-- Begin Supplied records --
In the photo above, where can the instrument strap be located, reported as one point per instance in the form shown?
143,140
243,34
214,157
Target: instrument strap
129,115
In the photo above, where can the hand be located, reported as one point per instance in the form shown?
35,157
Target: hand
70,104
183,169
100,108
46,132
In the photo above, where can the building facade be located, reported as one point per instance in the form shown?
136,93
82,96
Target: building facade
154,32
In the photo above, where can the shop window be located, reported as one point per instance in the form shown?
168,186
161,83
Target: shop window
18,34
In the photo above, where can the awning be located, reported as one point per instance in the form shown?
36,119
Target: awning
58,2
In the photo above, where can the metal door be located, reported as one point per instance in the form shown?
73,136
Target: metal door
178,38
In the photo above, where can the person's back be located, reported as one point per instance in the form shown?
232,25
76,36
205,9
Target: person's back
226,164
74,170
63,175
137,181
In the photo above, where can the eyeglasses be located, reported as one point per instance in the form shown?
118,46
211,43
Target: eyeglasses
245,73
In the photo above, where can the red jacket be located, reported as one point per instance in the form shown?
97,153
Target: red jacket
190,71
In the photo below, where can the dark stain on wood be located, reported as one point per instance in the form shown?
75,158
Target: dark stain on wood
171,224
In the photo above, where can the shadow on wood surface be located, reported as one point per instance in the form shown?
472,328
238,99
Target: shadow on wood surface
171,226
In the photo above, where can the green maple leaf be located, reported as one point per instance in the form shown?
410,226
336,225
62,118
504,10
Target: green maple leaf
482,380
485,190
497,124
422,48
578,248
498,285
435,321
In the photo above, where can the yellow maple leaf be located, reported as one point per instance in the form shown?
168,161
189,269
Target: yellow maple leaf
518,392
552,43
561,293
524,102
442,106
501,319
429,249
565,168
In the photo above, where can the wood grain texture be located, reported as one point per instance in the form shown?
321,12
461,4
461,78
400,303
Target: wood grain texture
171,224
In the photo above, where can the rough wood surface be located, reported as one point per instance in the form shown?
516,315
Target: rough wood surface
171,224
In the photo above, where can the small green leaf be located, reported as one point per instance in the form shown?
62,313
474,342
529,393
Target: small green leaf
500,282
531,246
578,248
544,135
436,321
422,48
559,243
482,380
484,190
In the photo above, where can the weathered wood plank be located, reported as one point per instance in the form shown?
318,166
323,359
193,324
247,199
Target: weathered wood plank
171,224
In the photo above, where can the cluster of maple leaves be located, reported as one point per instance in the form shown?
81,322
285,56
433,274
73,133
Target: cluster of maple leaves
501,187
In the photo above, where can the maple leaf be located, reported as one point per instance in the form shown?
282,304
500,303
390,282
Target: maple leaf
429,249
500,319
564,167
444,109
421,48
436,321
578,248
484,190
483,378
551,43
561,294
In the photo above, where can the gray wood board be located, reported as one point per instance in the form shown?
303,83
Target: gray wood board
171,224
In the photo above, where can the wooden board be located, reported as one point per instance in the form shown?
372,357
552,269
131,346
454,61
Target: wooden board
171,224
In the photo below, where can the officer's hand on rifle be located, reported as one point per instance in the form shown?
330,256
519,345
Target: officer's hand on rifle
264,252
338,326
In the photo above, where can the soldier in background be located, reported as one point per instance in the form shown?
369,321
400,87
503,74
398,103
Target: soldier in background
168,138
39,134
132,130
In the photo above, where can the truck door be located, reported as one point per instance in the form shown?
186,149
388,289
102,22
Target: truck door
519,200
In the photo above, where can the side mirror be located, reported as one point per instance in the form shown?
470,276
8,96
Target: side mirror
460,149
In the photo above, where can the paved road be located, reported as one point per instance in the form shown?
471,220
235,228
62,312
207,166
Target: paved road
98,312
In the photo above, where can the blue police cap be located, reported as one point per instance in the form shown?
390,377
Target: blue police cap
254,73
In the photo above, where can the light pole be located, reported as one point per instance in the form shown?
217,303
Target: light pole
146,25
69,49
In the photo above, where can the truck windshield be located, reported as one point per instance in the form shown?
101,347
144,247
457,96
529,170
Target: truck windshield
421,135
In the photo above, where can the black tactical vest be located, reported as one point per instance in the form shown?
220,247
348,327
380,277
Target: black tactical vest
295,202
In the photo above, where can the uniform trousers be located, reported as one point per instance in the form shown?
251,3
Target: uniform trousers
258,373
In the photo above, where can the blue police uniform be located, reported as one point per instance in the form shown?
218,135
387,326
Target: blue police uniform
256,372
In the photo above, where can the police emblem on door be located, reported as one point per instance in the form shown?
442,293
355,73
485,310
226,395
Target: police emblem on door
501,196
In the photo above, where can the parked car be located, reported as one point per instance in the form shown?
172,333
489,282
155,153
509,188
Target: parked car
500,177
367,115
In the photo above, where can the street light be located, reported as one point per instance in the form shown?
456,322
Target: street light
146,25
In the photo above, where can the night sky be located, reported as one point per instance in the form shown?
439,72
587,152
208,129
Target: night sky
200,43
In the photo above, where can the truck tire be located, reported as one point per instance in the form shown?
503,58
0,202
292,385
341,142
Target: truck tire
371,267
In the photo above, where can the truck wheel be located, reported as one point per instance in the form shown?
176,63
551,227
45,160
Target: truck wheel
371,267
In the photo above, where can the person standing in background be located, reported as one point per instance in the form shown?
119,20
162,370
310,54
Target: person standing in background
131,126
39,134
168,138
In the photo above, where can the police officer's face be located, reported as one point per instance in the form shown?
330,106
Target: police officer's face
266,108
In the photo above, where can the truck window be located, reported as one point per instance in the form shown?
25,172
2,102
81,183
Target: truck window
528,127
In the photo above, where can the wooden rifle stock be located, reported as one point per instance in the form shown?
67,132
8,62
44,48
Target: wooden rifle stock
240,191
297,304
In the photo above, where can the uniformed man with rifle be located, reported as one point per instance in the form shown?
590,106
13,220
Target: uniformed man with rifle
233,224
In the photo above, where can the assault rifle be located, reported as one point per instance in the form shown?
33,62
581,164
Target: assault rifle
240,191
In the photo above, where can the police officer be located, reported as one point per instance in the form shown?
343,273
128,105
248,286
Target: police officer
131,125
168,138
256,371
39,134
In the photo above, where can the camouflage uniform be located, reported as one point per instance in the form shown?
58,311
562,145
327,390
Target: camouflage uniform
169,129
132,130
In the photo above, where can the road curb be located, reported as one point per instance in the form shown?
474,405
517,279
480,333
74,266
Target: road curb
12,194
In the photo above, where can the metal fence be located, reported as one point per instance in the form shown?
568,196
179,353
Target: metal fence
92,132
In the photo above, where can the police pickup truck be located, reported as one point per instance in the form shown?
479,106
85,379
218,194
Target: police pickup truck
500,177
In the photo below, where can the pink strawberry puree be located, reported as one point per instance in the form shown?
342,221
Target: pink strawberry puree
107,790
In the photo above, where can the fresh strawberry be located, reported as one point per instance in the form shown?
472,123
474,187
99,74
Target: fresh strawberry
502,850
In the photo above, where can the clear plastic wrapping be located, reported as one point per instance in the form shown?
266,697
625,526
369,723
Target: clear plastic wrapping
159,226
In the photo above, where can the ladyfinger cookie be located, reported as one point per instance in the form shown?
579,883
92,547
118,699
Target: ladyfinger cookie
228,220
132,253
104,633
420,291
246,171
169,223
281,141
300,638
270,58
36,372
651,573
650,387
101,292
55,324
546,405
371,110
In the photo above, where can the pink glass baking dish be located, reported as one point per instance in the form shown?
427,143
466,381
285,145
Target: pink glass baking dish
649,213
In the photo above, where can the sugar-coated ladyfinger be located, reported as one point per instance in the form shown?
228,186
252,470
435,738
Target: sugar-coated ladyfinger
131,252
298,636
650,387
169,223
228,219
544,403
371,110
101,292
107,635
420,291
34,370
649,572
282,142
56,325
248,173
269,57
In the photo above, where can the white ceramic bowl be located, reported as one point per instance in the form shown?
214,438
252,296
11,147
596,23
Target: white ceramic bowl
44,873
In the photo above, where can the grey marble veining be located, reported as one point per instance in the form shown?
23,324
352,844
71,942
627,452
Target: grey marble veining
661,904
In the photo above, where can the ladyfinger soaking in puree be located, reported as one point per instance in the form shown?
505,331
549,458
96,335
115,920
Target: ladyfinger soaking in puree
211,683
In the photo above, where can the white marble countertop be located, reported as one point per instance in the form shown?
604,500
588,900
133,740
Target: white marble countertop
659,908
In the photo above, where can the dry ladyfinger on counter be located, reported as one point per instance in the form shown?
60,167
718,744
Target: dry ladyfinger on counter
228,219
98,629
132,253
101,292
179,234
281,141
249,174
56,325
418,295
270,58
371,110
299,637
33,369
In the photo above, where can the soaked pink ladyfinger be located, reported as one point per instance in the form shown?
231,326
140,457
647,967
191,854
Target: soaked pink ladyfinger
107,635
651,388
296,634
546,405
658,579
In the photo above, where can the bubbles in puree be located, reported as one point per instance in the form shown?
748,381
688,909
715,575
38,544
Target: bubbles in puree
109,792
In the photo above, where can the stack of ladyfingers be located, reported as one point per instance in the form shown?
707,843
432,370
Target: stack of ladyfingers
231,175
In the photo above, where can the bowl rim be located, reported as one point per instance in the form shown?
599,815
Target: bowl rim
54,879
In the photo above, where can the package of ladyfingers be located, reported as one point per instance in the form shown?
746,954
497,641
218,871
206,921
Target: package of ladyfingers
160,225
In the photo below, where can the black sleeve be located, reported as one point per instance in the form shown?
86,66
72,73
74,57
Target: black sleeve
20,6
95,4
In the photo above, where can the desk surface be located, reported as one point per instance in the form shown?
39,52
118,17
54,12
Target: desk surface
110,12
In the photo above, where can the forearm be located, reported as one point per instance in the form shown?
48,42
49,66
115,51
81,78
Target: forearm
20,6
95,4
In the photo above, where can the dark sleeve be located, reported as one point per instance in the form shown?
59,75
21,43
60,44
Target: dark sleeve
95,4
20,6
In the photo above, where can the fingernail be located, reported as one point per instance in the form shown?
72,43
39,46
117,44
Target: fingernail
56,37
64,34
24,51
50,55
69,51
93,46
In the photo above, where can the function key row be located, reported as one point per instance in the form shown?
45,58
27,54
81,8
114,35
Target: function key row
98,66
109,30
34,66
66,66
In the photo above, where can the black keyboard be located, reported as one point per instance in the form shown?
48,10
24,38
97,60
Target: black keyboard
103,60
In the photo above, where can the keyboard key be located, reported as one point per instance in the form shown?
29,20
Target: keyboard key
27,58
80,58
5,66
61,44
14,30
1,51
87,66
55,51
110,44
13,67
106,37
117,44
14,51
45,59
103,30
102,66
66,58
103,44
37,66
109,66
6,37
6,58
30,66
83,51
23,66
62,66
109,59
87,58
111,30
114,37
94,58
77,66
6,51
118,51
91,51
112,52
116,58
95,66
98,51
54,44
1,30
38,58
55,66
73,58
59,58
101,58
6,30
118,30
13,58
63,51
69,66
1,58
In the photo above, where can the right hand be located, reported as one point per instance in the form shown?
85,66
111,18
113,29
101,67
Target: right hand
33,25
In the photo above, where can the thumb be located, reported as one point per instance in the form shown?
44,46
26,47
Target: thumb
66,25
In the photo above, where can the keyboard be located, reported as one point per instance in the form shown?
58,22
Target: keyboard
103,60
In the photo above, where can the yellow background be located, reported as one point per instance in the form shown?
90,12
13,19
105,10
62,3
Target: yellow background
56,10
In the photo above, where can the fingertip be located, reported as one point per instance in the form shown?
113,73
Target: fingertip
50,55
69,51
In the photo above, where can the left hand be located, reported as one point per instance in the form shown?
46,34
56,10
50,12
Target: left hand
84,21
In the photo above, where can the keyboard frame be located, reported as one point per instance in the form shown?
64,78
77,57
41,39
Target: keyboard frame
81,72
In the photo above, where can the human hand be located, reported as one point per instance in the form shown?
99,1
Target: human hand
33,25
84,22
-- End Supplied records --
Directive: All lines from the one containing "In the photo above, where can the left" through the final line of the listing above are to be reproduced exactly; include both and add nothing.

Written reply:
In the photo above, where can the left hand be located, reported as one point per instance in the form shown?
46,34
56,10
50,12
Target: left hand
84,21
In the photo above, where can the keyboard frame be located, reported as one point per instance in the form shown?
64,78
77,57
41,39
Target: keyboard frame
81,72
In the photo above, where can the human hand be located, reported as one point per instance in the form shown?
99,1
Target: human hand
33,25
84,22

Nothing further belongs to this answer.